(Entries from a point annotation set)
================

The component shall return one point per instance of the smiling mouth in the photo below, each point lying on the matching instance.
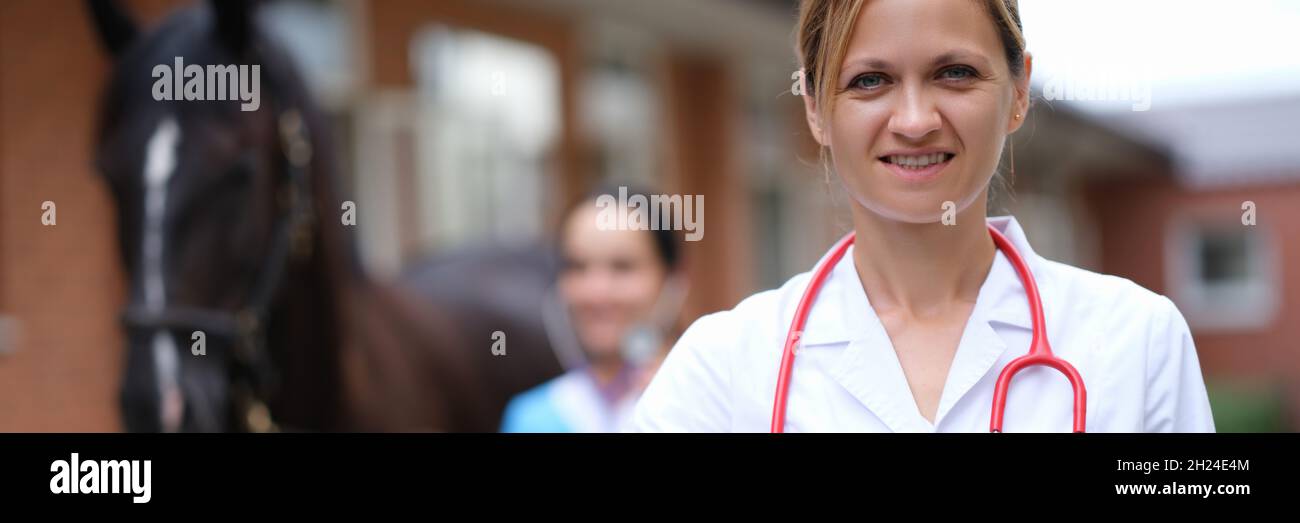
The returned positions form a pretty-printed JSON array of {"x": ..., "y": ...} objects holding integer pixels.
[{"x": 918, "y": 161}]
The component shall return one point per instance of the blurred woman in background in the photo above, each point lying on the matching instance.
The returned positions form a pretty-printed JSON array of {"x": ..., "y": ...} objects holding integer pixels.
[{"x": 619, "y": 293}]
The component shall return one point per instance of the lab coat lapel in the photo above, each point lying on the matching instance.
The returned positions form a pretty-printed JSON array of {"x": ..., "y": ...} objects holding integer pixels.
[
  {"x": 1001, "y": 302},
  {"x": 869, "y": 368}
]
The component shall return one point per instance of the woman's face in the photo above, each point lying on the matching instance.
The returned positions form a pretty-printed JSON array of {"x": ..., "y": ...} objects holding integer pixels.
[
  {"x": 922, "y": 107},
  {"x": 611, "y": 280}
]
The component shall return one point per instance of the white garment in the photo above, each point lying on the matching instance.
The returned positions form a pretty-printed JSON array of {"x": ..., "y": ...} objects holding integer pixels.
[{"x": 1131, "y": 346}]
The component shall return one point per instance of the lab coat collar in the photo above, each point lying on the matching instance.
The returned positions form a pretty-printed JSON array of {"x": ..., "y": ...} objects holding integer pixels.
[
  {"x": 1001, "y": 294},
  {"x": 869, "y": 368}
]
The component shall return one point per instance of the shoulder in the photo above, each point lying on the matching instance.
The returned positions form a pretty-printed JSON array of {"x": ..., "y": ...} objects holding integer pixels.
[
  {"x": 534, "y": 410},
  {"x": 1112, "y": 299},
  {"x": 757, "y": 316}
]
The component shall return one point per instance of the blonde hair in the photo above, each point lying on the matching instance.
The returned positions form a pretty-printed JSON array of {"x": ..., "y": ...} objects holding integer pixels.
[{"x": 826, "y": 26}]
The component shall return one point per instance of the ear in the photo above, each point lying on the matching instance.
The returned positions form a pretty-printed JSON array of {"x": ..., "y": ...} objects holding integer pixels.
[
  {"x": 1022, "y": 95},
  {"x": 814, "y": 119},
  {"x": 233, "y": 22},
  {"x": 115, "y": 26}
]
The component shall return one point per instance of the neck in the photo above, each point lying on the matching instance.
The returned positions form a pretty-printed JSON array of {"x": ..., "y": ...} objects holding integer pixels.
[{"x": 921, "y": 269}]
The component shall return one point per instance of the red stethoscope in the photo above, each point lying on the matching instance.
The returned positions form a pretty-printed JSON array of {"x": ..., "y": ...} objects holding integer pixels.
[{"x": 1040, "y": 351}]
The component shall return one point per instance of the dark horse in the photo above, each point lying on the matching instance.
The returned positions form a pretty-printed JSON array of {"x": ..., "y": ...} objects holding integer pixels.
[{"x": 248, "y": 308}]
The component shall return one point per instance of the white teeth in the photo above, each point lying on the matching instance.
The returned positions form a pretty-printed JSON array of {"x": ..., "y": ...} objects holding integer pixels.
[{"x": 918, "y": 161}]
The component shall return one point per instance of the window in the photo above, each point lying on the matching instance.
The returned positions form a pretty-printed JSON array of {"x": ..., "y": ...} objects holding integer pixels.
[{"x": 1223, "y": 275}]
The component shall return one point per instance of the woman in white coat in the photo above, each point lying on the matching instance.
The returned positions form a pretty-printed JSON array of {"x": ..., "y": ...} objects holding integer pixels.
[{"x": 911, "y": 102}]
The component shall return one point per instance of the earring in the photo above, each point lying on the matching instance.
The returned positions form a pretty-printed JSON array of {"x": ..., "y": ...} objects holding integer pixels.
[{"x": 1012, "y": 146}]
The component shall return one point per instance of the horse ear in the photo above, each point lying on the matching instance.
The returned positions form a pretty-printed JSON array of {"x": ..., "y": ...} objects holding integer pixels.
[
  {"x": 115, "y": 26},
  {"x": 234, "y": 22}
]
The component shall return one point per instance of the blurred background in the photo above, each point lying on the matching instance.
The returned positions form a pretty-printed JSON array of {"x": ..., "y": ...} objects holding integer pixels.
[{"x": 466, "y": 122}]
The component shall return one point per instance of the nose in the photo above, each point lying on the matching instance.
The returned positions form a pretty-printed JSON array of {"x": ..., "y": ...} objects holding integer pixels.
[
  {"x": 151, "y": 397},
  {"x": 138, "y": 396},
  {"x": 915, "y": 116}
]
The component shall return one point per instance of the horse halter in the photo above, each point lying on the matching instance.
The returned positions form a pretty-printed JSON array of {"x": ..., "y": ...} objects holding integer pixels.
[{"x": 254, "y": 377}]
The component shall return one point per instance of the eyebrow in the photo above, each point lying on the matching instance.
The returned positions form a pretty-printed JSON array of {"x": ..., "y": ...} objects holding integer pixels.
[{"x": 950, "y": 56}]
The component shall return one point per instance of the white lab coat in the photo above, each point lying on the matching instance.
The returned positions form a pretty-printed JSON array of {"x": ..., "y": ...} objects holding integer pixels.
[{"x": 1131, "y": 346}]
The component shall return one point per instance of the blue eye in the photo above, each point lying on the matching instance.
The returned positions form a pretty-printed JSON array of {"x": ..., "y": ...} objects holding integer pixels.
[
  {"x": 958, "y": 72},
  {"x": 867, "y": 82}
]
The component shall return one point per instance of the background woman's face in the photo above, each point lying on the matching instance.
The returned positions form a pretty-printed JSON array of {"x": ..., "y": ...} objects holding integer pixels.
[
  {"x": 922, "y": 81},
  {"x": 610, "y": 281}
]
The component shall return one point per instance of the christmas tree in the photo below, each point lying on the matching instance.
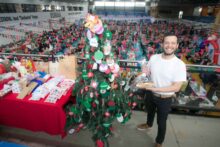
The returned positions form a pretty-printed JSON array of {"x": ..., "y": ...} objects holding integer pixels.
[{"x": 100, "y": 90}]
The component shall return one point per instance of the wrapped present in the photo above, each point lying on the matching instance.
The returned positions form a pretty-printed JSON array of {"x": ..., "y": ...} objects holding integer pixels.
[
  {"x": 6, "y": 89},
  {"x": 16, "y": 87}
]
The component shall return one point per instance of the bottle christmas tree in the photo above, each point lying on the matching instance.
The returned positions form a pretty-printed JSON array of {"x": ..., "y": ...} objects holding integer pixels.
[{"x": 99, "y": 89}]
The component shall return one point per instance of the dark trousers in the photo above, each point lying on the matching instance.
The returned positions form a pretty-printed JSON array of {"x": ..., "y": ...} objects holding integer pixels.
[{"x": 162, "y": 105}]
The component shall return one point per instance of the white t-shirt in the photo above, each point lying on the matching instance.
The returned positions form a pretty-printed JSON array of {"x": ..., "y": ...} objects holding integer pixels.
[{"x": 164, "y": 72}]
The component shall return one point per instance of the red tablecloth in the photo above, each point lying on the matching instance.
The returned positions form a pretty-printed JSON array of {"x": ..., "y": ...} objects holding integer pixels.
[{"x": 34, "y": 115}]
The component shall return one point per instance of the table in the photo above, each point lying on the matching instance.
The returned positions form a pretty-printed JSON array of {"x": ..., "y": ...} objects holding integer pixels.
[{"x": 34, "y": 115}]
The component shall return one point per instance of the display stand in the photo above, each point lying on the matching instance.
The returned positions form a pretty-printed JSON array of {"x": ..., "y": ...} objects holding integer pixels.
[{"x": 195, "y": 105}]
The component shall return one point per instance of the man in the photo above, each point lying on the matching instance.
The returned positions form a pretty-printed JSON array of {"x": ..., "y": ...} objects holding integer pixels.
[{"x": 167, "y": 73}]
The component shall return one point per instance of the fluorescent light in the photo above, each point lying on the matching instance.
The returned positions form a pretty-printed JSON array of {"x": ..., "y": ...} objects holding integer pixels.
[
  {"x": 140, "y": 4},
  {"x": 110, "y": 4},
  {"x": 118, "y": 4},
  {"x": 99, "y": 4}
]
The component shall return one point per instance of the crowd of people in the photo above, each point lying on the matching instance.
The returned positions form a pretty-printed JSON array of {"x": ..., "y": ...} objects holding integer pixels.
[{"x": 130, "y": 40}]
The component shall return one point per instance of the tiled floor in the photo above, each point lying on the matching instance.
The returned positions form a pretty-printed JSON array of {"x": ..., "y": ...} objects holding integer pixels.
[{"x": 182, "y": 131}]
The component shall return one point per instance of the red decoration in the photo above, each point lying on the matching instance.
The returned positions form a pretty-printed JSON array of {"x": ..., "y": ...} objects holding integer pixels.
[
  {"x": 134, "y": 104},
  {"x": 107, "y": 114},
  {"x": 86, "y": 88},
  {"x": 93, "y": 104},
  {"x": 99, "y": 143},
  {"x": 90, "y": 74},
  {"x": 81, "y": 125},
  {"x": 108, "y": 71},
  {"x": 71, "y": 113},
  {"x": 2, "y": 69},
  {"x": 111, "y": 103},
  {"x": 89, "y": 66}
]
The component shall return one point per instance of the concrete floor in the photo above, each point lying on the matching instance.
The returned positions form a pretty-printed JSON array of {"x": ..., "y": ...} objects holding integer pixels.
[{"x": 182, "y": 131}]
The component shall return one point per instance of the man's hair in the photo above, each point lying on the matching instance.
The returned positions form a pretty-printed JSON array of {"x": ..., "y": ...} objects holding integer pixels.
[{"x": 170, "y": 34}]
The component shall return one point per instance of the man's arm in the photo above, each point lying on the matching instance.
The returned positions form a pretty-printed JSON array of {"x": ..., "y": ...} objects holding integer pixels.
[{"x": 175, "y": 87}]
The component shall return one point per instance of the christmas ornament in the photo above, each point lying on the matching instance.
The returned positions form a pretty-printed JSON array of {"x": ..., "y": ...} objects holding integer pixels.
[
  {"x": 107, "y": 114},
  {"x": 90, "y": 74},
  {"x": 112, "y": 78},
  {"x": 108, "y": 71},
  {"x": 91, "y": 94},
  {"x": 89, "y": 34},
  {"x": 99, "y": 143},
  {"x": 107, "y": 48},
  {"x": 120, "y": 117},
  {"x": 93, "y": 42},
  {"x": 94, "y": 84},
  {"x": 95, "y": 66},
  {"x": 110, "y": 62},
  {"x": 108, "y": 34},
  {"x": 71, "y": 131},
  {"x": 98, "y": 55},
  {"x": 103, "y": 85},
  {"x": 103, "y": 67},
  {"x": 122, "y": 83},
  {"x": 111, "y": 103},
  {"x": 115, "y": 68}
]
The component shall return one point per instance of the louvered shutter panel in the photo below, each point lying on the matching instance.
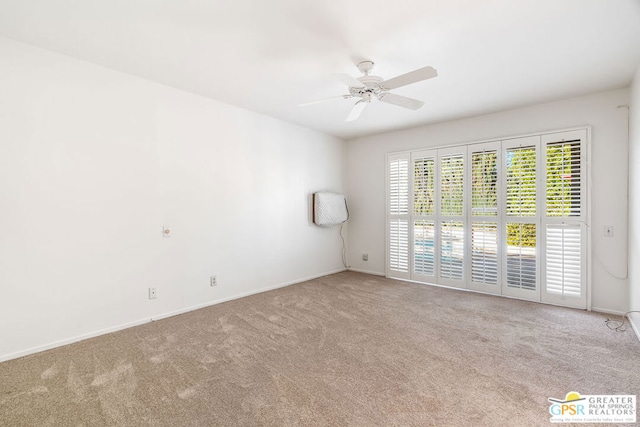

================

EXERCISE INSTRUCTIONS: Copy out every line from the entries above that contains the word "below".

FULL SOLUTION:
The component shall return one point per instance of the smiling mouth in the photo below, each point lying on the matching instance.
The component shall return one point per instance of the christmas tree in the photo below, each point lying on the matching instance.
The component shall return one point per instance of the louvered shutter panel in the photo below, each point lying on the matching instance.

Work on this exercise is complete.